● **Task objective**
Count every line in the data below where the word "next" appears, then state only that count.

BEGIN Material for this exercise

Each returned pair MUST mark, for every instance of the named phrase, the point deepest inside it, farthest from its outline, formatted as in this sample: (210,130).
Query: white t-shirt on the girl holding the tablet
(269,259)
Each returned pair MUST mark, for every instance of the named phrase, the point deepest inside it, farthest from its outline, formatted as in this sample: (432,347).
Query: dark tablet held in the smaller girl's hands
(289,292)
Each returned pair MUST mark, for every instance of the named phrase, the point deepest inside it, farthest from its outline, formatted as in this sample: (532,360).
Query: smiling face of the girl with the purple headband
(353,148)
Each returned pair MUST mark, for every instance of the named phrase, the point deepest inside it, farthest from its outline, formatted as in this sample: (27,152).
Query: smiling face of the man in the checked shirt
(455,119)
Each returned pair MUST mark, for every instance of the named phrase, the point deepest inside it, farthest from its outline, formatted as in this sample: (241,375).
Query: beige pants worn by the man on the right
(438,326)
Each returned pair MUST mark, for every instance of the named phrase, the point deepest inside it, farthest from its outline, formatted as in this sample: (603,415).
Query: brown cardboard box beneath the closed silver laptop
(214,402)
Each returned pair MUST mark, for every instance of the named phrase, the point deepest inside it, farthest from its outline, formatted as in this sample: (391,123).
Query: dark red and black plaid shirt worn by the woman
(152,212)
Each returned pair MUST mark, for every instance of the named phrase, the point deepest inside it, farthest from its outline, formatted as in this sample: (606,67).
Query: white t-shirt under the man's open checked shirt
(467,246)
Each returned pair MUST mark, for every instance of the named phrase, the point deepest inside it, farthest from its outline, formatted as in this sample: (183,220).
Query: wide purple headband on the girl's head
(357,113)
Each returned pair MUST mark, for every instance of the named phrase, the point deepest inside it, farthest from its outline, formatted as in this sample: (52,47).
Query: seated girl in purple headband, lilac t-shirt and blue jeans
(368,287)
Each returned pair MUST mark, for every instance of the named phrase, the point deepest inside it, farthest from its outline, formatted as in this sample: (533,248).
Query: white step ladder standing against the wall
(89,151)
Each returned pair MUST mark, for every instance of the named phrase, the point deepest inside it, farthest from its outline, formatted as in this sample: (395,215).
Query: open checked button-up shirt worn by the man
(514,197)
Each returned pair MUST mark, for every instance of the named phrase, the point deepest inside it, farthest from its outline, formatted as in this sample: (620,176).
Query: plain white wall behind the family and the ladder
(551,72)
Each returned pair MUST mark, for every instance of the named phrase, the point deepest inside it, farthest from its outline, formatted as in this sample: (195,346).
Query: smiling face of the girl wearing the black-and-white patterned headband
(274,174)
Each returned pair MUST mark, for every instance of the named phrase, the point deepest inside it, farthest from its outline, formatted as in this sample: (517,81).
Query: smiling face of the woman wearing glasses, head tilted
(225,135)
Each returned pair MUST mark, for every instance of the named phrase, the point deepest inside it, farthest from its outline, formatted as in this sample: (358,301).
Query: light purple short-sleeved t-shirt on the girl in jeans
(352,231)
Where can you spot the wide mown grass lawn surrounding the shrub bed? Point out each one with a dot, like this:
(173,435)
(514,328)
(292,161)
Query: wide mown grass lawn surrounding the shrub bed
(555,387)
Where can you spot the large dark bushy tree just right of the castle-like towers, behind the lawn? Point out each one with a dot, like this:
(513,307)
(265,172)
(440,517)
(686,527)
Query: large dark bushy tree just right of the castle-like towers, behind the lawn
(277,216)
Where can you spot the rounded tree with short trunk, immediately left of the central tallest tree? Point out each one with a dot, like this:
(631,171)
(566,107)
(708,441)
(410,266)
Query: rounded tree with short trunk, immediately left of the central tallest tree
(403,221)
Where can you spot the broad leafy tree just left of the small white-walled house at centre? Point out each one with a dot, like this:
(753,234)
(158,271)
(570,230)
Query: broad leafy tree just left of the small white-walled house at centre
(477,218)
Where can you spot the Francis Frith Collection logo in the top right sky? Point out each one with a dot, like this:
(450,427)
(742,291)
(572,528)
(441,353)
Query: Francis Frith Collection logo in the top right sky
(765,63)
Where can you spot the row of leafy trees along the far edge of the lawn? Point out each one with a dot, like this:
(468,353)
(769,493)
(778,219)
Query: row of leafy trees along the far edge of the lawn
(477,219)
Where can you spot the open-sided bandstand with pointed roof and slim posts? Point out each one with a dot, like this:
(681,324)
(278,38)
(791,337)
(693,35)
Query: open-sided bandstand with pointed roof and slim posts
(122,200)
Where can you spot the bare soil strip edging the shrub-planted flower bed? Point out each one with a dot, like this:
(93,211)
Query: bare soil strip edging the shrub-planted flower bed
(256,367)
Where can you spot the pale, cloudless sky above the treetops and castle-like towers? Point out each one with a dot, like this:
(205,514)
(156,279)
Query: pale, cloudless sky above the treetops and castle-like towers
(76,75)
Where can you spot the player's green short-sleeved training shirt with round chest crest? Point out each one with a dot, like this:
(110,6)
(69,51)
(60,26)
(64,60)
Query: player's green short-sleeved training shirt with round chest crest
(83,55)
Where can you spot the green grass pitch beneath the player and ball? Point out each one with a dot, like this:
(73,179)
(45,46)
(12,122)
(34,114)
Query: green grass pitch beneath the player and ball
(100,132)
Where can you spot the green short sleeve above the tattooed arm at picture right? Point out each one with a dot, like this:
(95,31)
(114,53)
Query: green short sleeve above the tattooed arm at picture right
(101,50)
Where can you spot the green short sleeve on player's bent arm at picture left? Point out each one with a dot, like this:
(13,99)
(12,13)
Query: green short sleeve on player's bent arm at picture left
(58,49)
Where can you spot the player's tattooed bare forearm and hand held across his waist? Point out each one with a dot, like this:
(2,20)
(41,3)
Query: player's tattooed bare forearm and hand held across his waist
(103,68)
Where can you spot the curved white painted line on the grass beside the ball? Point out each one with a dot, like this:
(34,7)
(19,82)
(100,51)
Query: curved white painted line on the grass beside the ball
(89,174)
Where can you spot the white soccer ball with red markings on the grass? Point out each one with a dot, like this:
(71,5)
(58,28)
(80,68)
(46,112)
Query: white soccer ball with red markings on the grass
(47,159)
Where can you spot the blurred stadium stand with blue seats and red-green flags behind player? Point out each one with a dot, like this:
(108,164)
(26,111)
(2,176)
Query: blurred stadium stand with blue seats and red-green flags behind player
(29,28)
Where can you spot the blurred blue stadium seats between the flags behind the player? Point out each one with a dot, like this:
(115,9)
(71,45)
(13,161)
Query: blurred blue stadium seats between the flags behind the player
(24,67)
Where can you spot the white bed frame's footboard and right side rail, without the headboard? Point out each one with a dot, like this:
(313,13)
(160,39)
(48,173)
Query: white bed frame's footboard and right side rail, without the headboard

END Material for this exercise
BEGIN Material for this exercise

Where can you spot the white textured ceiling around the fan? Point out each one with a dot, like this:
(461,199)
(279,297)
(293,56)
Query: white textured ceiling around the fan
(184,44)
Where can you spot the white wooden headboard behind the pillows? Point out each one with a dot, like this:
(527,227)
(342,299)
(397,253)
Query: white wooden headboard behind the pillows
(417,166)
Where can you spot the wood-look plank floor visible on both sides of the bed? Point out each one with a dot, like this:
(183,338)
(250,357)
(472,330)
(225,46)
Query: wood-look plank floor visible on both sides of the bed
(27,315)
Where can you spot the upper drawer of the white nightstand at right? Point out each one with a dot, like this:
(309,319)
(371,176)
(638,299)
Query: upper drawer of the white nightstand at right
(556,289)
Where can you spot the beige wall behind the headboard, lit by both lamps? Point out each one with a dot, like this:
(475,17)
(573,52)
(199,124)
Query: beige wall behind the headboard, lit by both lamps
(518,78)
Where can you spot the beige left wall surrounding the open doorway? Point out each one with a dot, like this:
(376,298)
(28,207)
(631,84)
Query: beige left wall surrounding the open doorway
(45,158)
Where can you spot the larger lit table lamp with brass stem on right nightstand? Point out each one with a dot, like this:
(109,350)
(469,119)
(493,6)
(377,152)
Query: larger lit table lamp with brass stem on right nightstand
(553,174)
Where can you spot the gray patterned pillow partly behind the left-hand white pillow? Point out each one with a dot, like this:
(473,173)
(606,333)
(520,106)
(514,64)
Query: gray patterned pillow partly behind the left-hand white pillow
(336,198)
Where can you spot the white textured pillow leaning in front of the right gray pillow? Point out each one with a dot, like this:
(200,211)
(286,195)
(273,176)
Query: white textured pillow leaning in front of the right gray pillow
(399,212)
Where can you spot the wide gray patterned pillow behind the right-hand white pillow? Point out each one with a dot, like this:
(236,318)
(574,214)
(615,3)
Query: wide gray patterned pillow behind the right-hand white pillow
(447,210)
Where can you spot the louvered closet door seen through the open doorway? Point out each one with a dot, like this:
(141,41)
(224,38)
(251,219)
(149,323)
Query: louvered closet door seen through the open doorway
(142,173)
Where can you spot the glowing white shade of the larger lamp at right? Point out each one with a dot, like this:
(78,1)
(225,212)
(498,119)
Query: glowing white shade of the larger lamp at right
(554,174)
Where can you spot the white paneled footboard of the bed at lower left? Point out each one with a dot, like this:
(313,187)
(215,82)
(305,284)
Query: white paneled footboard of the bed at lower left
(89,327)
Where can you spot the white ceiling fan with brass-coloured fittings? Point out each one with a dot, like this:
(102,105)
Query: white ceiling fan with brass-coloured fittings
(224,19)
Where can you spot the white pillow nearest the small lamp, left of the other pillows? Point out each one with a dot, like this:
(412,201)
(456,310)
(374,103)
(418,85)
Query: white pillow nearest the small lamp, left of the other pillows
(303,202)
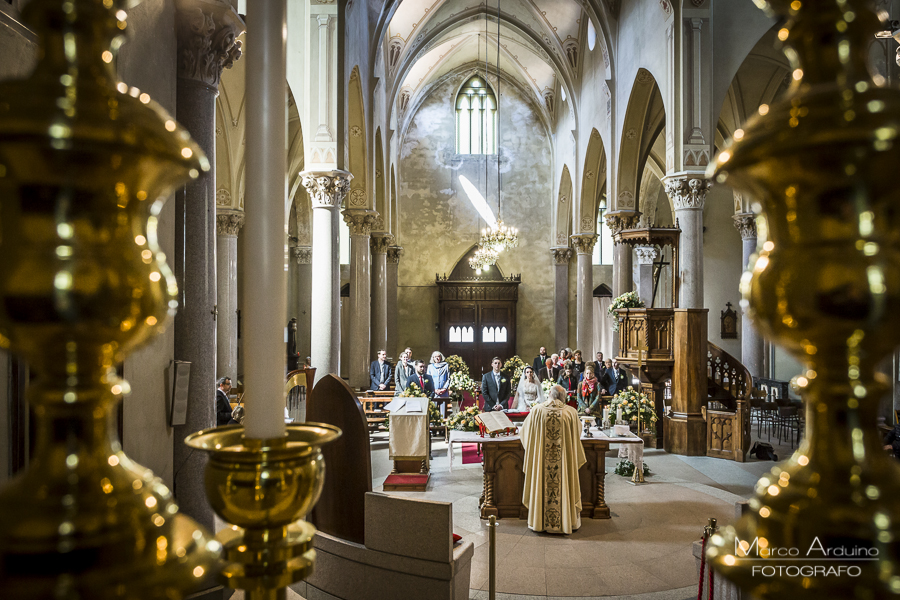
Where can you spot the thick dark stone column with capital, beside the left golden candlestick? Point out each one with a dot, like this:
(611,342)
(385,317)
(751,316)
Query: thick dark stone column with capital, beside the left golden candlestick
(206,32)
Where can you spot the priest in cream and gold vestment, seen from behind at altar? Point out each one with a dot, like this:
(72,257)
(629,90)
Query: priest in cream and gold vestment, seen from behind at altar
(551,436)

END Material for this exercise
BEGIN Material for this exercise

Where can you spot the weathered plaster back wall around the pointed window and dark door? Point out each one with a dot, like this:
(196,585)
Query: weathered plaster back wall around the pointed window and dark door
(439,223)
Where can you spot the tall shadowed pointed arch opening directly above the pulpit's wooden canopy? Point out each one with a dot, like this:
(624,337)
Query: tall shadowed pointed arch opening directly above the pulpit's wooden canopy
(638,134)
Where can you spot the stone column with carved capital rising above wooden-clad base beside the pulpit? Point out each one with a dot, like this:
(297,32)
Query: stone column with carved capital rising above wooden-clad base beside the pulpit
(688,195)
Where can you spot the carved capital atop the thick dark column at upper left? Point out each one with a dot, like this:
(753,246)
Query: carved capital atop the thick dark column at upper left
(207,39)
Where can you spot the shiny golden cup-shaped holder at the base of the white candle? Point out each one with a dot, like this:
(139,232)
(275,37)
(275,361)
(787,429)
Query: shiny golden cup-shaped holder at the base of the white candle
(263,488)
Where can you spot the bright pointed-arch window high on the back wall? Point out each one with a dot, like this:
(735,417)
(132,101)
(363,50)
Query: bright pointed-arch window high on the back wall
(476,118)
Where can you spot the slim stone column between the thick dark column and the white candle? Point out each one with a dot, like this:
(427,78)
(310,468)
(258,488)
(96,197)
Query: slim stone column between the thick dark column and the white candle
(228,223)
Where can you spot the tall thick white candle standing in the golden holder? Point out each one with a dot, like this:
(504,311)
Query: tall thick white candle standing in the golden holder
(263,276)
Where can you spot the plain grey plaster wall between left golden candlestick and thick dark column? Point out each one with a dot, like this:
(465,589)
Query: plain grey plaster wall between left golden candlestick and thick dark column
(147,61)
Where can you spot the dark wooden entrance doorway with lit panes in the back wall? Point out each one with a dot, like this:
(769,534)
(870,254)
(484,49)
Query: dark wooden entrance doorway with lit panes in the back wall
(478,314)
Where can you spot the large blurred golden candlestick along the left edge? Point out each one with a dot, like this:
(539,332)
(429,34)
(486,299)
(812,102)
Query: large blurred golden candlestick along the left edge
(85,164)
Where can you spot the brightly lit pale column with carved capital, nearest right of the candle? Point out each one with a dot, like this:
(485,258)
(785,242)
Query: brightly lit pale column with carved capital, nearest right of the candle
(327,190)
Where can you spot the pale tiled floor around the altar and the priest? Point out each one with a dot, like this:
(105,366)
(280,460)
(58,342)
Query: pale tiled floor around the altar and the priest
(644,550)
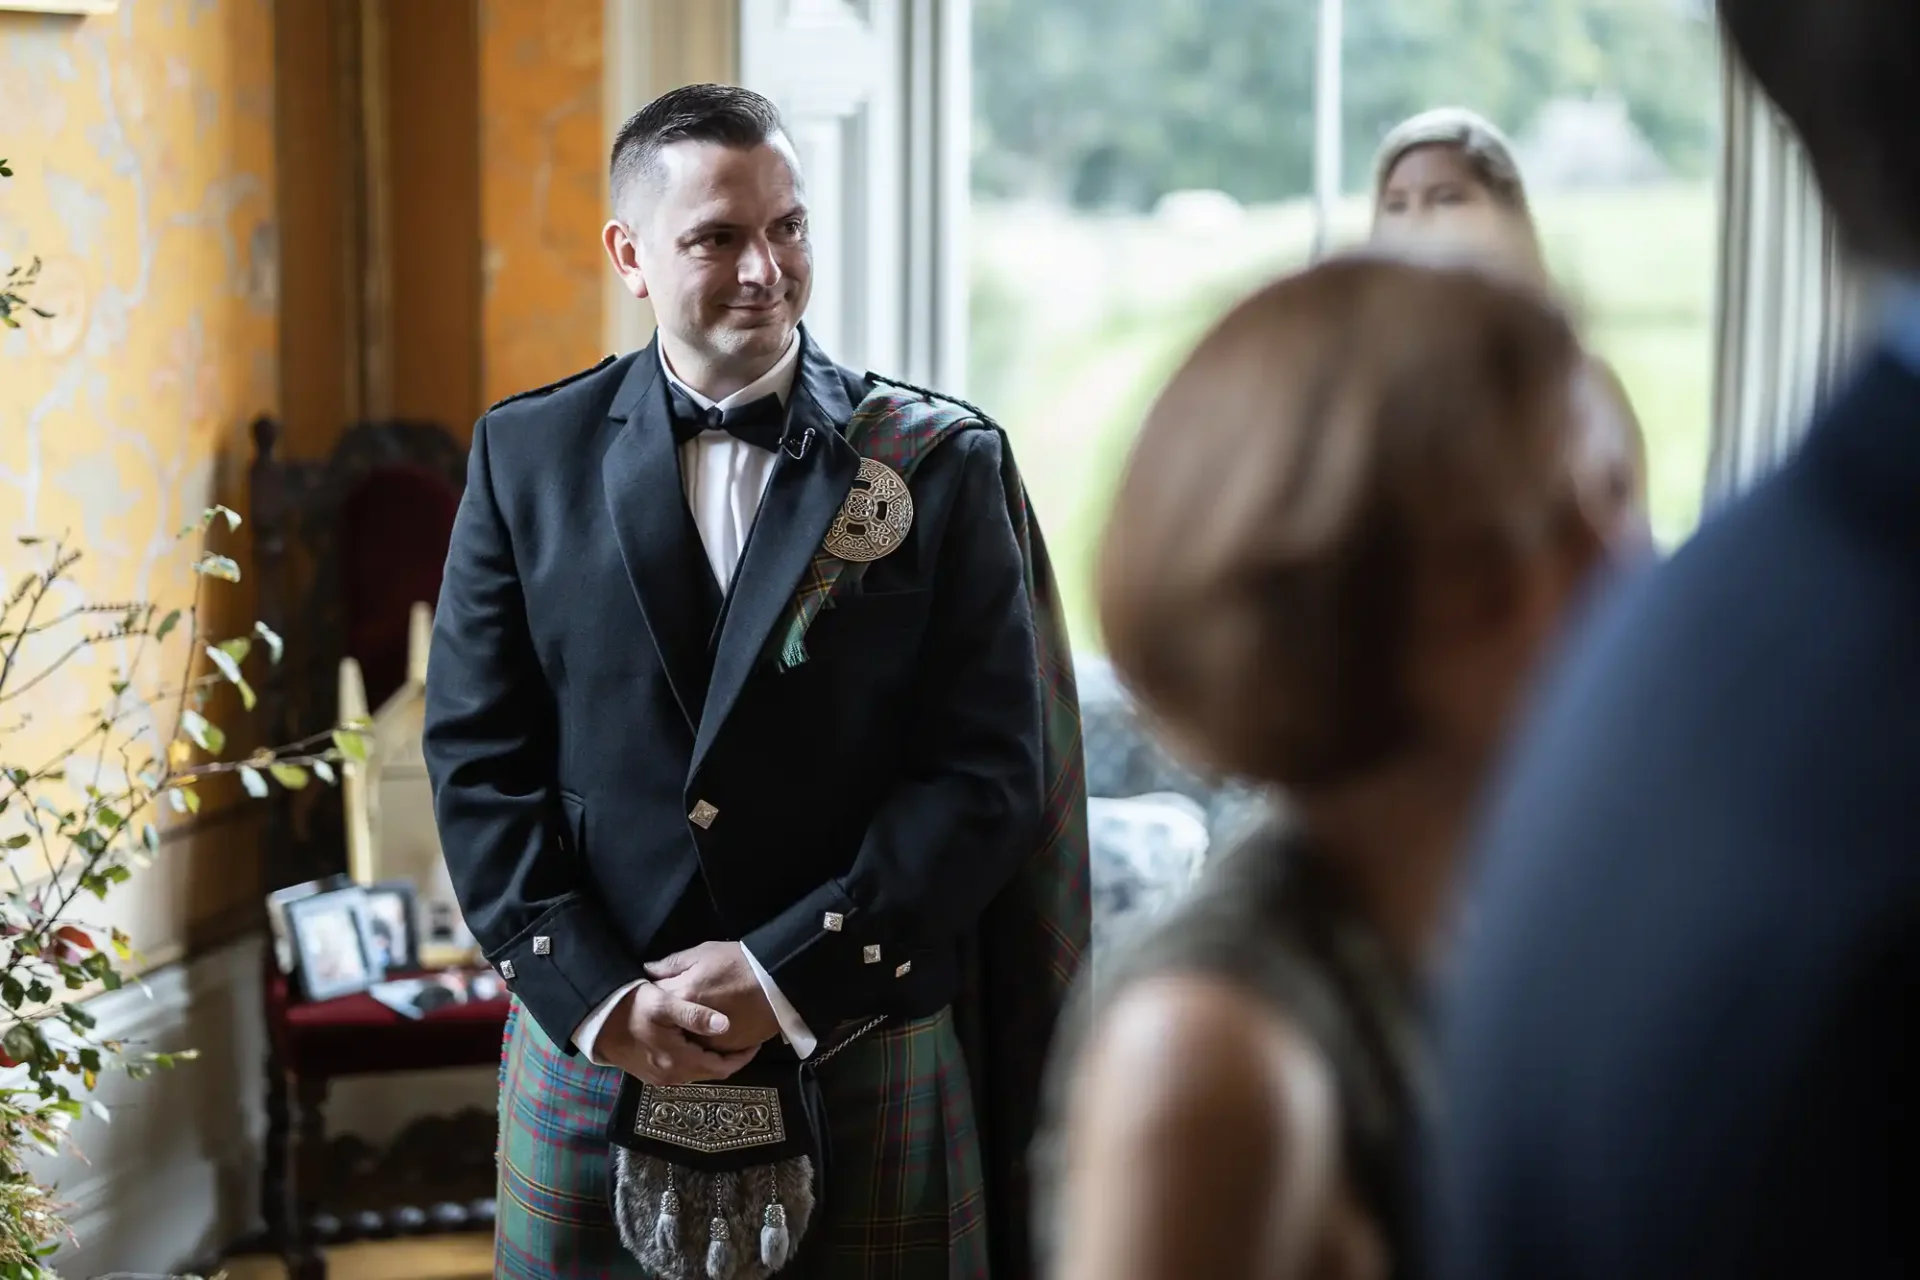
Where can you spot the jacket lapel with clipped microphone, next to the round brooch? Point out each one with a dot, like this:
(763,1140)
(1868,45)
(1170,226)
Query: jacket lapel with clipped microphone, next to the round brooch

END Material for this exercise

● **Output below**
2